*** Extracted material ***
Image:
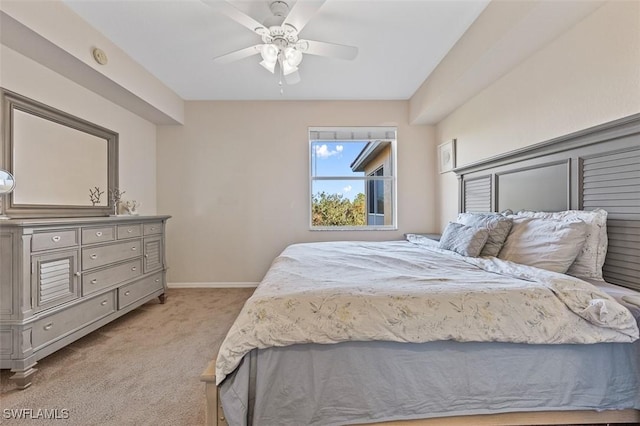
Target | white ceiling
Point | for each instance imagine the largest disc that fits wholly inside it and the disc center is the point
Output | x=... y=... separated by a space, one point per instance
x=400 y=42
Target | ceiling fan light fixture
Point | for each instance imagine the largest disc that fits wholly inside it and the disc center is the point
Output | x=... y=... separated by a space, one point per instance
x=292 y=56
x=270 y=66
x=287 y=68
x=269 y=53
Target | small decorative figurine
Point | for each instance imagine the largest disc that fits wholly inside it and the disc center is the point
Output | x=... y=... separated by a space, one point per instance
x=116 y=197
x=131 y=207
x=94 y=195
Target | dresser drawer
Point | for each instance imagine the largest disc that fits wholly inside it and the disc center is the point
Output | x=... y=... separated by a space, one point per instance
x=98 y=235
x=53 y=327
x=92 y=257
x=132 y=292
x=152 y=228
x=129 y=231
x=54 y=239
x=94 y=281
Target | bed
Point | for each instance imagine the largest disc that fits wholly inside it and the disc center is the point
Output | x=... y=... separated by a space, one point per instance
x=494 y=341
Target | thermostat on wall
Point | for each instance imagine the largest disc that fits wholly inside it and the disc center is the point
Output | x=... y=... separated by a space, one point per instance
x=100 y=56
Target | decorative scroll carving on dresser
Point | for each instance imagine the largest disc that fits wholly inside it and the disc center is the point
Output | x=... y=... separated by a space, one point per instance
x=61 y=279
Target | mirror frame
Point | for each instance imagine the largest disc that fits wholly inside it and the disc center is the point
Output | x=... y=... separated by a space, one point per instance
x=11 y=102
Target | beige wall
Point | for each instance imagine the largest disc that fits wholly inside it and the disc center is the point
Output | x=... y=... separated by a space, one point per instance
x=587 y=76
x=235 y=178
x=137 y=137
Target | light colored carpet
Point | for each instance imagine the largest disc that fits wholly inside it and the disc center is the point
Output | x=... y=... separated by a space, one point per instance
x=141 y=369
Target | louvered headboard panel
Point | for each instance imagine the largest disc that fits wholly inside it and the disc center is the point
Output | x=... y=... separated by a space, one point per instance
x=595 y=168
x=477 y=194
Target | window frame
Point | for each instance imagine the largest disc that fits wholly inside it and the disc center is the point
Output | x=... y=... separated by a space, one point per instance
x=356 y=133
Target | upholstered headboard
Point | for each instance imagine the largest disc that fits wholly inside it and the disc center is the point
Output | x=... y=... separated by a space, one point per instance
x=596 y=167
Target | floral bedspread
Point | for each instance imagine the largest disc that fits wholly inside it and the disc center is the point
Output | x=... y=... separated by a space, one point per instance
x=404 y=291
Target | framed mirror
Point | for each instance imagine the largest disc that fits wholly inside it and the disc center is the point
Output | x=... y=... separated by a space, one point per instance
x=63 y=166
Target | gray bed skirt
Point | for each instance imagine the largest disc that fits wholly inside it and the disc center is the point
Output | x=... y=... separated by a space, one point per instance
x=366 y=382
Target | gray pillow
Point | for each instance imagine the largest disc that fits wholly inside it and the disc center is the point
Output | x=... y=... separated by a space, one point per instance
x=464 y=240
x=498 y=225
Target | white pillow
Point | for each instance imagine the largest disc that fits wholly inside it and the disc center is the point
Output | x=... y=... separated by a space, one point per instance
x=589 y=262
x=497 y=224
x=544 y=243
x=464 y=240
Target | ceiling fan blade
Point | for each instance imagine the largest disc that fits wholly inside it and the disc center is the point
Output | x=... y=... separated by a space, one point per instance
x=293 y=78
x=238 y=54
x=236 y=14
x=301 y=13
x=332 y=50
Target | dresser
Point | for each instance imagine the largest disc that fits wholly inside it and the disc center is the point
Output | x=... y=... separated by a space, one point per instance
x=61 y=279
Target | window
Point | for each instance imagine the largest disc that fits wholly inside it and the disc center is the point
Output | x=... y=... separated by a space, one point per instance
x=352 y=178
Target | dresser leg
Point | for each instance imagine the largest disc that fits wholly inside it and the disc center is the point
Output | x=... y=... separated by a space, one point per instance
x=23 y=378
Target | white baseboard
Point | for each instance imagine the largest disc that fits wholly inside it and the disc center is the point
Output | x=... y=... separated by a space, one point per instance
x=214 y=285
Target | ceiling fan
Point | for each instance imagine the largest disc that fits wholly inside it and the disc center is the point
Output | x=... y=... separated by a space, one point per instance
x=281 y=44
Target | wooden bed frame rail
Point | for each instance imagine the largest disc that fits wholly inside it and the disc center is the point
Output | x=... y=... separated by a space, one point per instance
x=214 y=415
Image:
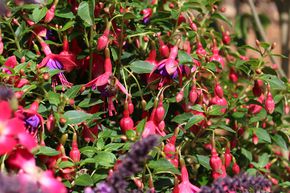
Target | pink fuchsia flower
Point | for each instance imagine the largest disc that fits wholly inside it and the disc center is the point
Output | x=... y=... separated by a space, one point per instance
x=62 y=61
x=185 y=186
x=10 y=129
x=49 y=184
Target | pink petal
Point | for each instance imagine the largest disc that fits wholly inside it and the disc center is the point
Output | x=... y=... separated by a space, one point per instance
x=51 y=185
x=171 y=66
x=67 y=63
x=11 y=62
x=5 y=111
x=7 y=143
x=99 y=81
x=21 y=159
x=14 y=126
x=27 y=140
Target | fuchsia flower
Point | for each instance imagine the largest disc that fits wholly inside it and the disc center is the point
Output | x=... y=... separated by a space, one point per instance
x=185 y=186
x=12 y=131
x=107 y=84
x=63 y=61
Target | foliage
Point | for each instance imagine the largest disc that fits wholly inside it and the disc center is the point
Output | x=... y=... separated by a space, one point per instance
x=90 y=78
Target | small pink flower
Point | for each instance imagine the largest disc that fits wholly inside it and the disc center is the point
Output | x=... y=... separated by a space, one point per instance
x=185 y=186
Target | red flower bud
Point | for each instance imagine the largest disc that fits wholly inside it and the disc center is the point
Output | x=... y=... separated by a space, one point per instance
x=50 y=13
x=228 y=157
x=257 y=89
x=179 y=96
x=75 y=154
x=50 y=123
x=236 y=168
x=193 y=95
x=218 y=90
x=255 y=139
x=226 y=37
x=269 y=103
x=215 y=161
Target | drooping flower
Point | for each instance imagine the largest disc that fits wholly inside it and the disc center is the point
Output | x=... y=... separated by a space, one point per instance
x=62 y=61
x=185 y=186
x=11 y=130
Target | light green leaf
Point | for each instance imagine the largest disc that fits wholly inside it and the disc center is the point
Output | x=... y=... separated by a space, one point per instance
x=141 y=67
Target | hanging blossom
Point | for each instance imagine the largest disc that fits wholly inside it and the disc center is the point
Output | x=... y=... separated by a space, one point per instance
x=107 y=84
x=12 y=131
x=22 y=160
x=63 y=61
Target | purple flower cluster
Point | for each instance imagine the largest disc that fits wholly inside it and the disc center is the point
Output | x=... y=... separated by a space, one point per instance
x=132 y=163
x=5 y=93
x=17 y=184
x=240 y=183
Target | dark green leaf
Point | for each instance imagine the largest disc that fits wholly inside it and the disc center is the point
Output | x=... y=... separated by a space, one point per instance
x=193 y=120
x=262 y=134
x=182 y=118
x=38 y=13
x=247 y=154
x=106 y=159
x=184 y=58
x=203 y=160
x=84 y=13
x=279 y=140
x=84 y=180
x=45 y=150
x=162 y=165
x=75 y=117
x=141 y=67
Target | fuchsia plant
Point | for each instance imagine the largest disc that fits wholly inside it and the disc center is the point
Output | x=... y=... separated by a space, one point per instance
x=84 y=80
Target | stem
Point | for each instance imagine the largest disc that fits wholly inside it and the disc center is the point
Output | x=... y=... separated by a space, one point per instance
x=15 y=38
x=141 y=92
x=263 y=34
x=91 y=53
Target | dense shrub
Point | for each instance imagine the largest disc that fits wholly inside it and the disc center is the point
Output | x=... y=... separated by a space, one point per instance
x=84 y=80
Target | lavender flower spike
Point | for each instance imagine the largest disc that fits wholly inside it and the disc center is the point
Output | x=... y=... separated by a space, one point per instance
x=131 y=164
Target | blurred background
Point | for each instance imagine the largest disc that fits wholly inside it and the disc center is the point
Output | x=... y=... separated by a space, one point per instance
x=273 y=16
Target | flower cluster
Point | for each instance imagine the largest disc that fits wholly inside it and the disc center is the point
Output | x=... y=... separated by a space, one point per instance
x=132 y=163
x=239 y=183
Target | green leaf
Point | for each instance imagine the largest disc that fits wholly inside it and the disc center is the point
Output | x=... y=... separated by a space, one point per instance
x=162 y=165
x=215 y=110
x=73 y=91
x=66 y=164
x=53 y=98
x=262 y=134
x=38 y=13
x=182 y=118
x=140 y=126
x=275 y=82
x=193 y=120
x=84 y=180
x=258 y=117
x=75 y=117
x=141 y=67
x=64 y=14
x=184 y=58
x=279 y=140
x=247 y=154
x=226 y=128
x=88 y=151
x=263 y=160
x=45 y=150
x=204 y=161
x=84 y=13
x=106 y=159
x=88 y=102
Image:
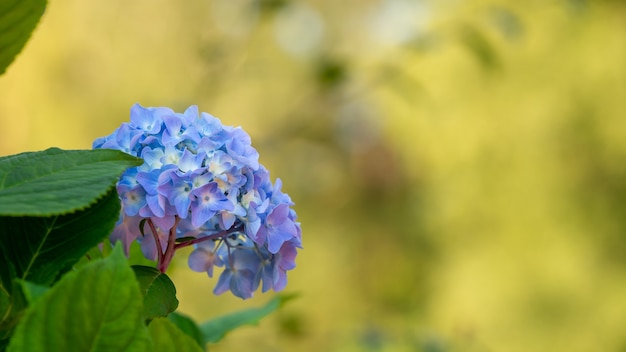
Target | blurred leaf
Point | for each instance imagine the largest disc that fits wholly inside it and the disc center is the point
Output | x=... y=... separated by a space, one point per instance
x=188 y=326
x=215 y=329
x=159 y=292
x=39 y=249
x=18 y=18
x=506 y=22
x=331 y=73
x=96 y=308
x=167 y=337
x=55 y=181
x=475 y=41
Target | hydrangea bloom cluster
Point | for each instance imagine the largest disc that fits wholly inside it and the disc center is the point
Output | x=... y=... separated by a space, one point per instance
x=201 y=184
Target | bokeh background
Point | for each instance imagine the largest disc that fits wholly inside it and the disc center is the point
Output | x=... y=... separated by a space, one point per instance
x=458 y=166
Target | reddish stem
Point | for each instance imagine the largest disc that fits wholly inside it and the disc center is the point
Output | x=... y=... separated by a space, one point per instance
x=210 y=237
x=157 y=241
x=171 y=248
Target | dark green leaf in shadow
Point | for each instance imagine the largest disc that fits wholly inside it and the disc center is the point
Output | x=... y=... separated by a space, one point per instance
x=40 y=249
x=56 y=182
x=188 y=326
x=215 y=329
x=167 y=337
x=32 y=292
x=159 y=293
x=95 y=308
x=18 y=18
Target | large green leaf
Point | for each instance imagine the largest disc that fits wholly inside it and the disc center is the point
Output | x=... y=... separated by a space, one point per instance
x=39 y=249
x=55 y=181
x=167 y=337
x=96 y=308
x=214 y=330
x=18 y=18
x=159 y=292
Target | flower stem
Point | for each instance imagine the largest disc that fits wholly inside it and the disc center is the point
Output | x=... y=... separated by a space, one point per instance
x=157 y=241
x=171 y=248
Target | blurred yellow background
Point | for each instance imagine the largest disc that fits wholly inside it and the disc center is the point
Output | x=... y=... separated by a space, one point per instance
x=458 y=166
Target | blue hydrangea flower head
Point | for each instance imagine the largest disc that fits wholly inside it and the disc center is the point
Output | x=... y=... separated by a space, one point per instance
x=201 y=184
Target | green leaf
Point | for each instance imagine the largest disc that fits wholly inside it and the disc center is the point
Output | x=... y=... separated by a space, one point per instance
x=32 y=292
x=188 y=326
x=96 y=308
x=167 y=337
x=56 y=182
x=40 y=249
x=18 y=18
x=214 y=330
x=159 y=292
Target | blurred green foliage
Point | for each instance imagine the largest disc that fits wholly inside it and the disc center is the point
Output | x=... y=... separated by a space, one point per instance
x=458 y=167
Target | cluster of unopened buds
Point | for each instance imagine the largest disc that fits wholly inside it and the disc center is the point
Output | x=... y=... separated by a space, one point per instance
x=201 y=184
***
## Given problem
Rewrite the lines of the records, starting at the line that contains "Target | dresser drawer" and ending at the line that contains "x=356 y=133", with "carpet" replaced by "rug" and everything else unchanged.

## Problem solution
Target | dresser drawer
Point | for each instance imagine the largest disc that fits wholly inside it and the disc center is the point
Output | x=... y=... separated by a space, one point per instance
x=98 y=235
x=53 y=327
x=92 y=257
x=132 y=292
x=152 y=228
x=129 y=231
x=54 y=239
x=94 y=281
Target | bed
Point | for each instance imagine the largest disc that fits wholly inside it and the disc center is the point
Output | x=... y=... separated by a space, one point per instance
x=494 y=341
Target | thermostat on wall
Point | for each instance imagine the largest disc that fits wholly inside it and the disc center is the point
Output | x=... y=... separated by a space, one point per instance
x=100 y=56
Target | decorative scroll carving on dresser
Point | for each instance imagine the largest disc that fits wholly inside it and the disc center is the point
Output | x=... y=... separated by a space, one point per instance
x=61 y=279
Target | mirror frame
Point | for each instance imagine the largest disc that fits wholly inside it and the disc center is the point
Output | x=... y=... separated by a space, one point per instance
x=11 y=102
Target | beige wall
Point | for each instance imagine the largest disc that fits wholly inside it and the disc center is the point
Output | x=... y=... separated by a space, one point per instance
x=587 y=76
x=235 y=178
x=137 y=137
Target | light colored rug
Point | for each instance imagine the largest disc that fits wholly inside it and the disc center is the point
Output | x=... y=... separated by a space, one point per instance
x=141 y=369
Target | louvered headboard panel
Point | for each instance imagine the largest disc that fits wholly inside it and the disc center is the point
Output | x=... y=... separated by a space, one point per instance
x=595 y=168
x=477 y=194
Target | window frame
Point | for each instance imagine the largest disc that fits wholly inside it and the disc center is the point
Output | x=... y=... separated by a space, one point per instance
x=356 y=133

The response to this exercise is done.